* **Directions**
Please list every company named in the article on Anthem's autism therapy settlement.

* **Excerpted passage**
Anthem Insurance Cos. Inc. will pay almost $1.63 million to end
claims that it violated federal benefit laws by placing certain
caps on the coverage of therapy treatments for children with
severe autism disorders.
Anthem also agrees to stop using guidelines that base coverage
of applied behavior analysis therapy for autism solely on an
individual’s age, according to a motion seeking approval of a
class action settlement filed March 23 in the U.S. District Court
for the Southern District of Indiana.
If approved, the settlement will provide relief for at least 201
children and allow class counsel to seek fees of up to $508,345.
The estimated average payment to class members will be
$5,052, with payments ranging from $2.02 to more than $36,000,
according to court documents.
The proposed deal would end a three-year lawsuit that accused the insurance giant of violating federal mental health parity law when it limited coverage for a 13-year-old boy’s autism treatment to 20 hours per week. The settlement comes one year after a federal judge held that Anthem satisfied Indiana’s autism mandate, which requires insurers to cover treatment for autism spectrum disorder, by covering 20 weekly hours of treatment instead of the 40 hours requested. Anthem joins a growing list of companies that have settled claims over coverage of ABA therapy for autism, including United Healthcare Services Inc., T-Mobile USA Inc., and Applied Materials Inc.

* **Given data**
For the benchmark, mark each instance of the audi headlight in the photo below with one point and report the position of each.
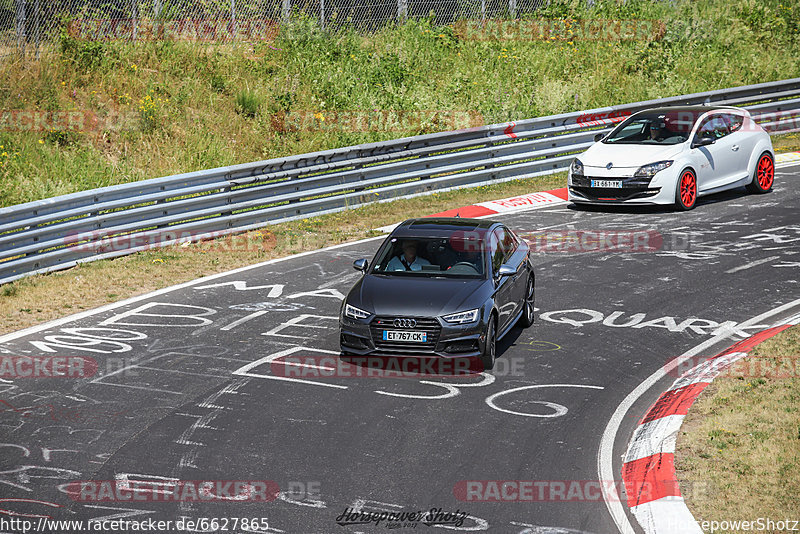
(462, 317)
(355, 313)
(650, 170)
(576, 167)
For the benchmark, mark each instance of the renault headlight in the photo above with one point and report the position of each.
(650, 170)
(576, 167)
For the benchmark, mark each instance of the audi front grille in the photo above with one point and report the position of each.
(421, 324)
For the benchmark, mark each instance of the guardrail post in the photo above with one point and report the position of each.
(21, 24)
(233, 21)
(156, 14)
(402, 10)
(134, 18)
(286, 10)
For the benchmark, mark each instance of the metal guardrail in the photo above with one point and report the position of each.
(60, 232)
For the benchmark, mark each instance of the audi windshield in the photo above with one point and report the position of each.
(431, 257)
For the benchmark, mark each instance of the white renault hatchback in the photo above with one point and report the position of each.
(672, 156)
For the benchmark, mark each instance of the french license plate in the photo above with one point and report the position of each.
(607, 183)
(400, 335)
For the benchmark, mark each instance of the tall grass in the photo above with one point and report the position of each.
(168, 107)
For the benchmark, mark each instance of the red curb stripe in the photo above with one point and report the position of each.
(748, 344)
(480, 211)
(466, 211)
(674, 402)
(650, 478)
(560, 193)
(653, 477)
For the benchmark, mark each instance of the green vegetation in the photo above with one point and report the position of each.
(159, 108)
(740, 442)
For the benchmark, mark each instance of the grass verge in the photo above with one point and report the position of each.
(741, 439)
(41, 298)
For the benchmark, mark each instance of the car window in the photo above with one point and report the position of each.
(714, 126)
(734, 121)
(509, 243)
(649, 128)
(496, 250)
(460, 255)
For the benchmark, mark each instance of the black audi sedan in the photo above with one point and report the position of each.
(448, 287)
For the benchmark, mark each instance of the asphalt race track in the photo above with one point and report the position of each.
(185, 387)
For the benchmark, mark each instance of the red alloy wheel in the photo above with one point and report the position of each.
(688, 192)
(765, 172)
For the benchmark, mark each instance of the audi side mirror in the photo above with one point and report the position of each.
(506, 270)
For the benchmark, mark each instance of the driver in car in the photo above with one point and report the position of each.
(408, 260)
(658, 131)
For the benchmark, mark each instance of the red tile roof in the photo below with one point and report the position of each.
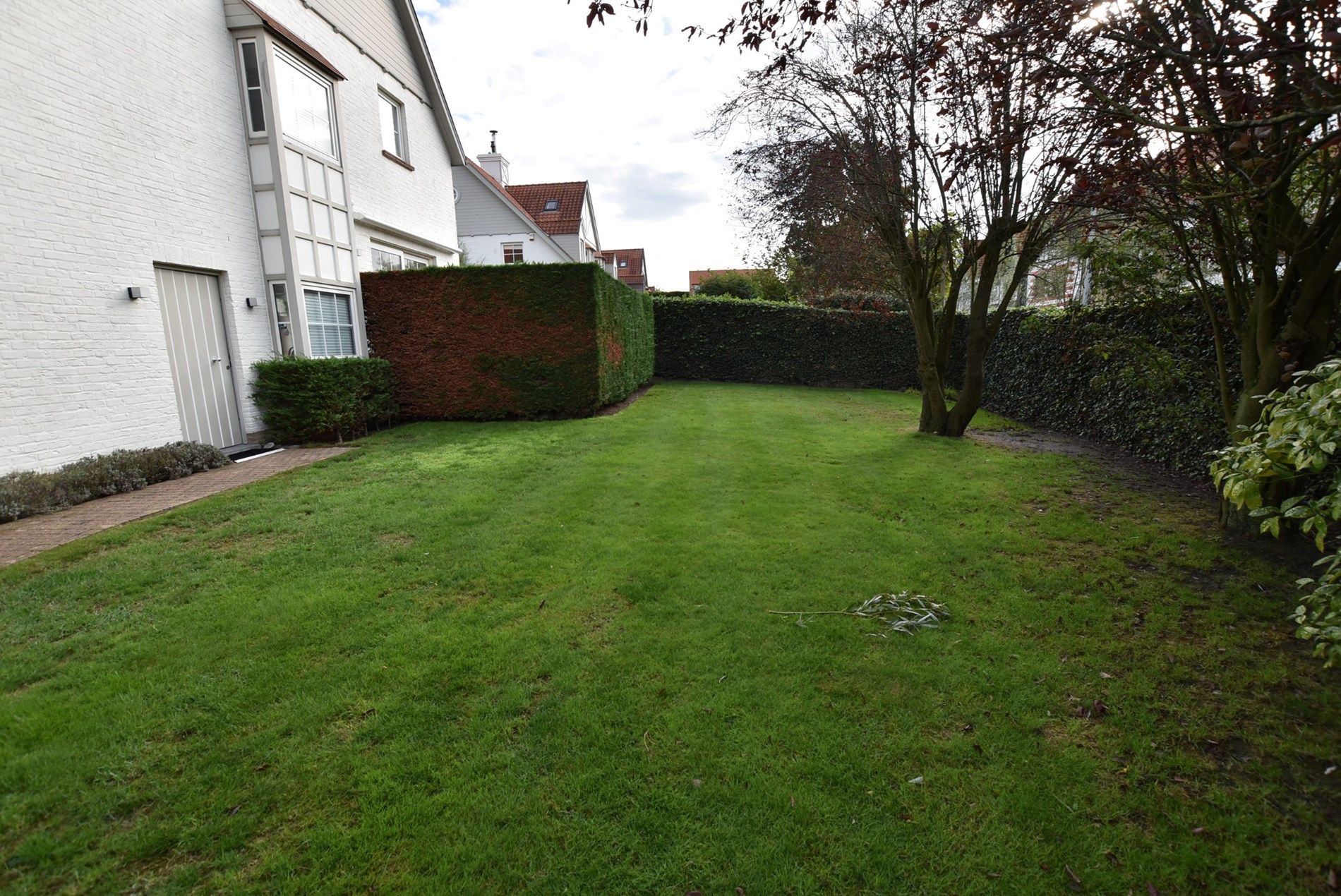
(636, 271)
(507, 196)
(566, 219)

* **Written reply**
Anthem Insurance Cos. Inc.
United Healthcare Services Inc.
T-Mobile USA Inc.
Applied Materials Inc.